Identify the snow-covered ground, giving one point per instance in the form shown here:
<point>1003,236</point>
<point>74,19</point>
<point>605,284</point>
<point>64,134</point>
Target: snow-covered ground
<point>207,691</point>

_ _ _ _ _ _ _

◆ **YOUR ASSIGNMENT**
Nothing in the records should be altered when they are written out again.

◆ **ANSWER SPACE**
Identify the snow-covered ground, giving one point per instance in the form shown here:
<point>1003,236</point>
<point>74,19</point>
<point>605,284</point>
<point>64,134</point>
Target: snow-covered ground
<point>207,691</point>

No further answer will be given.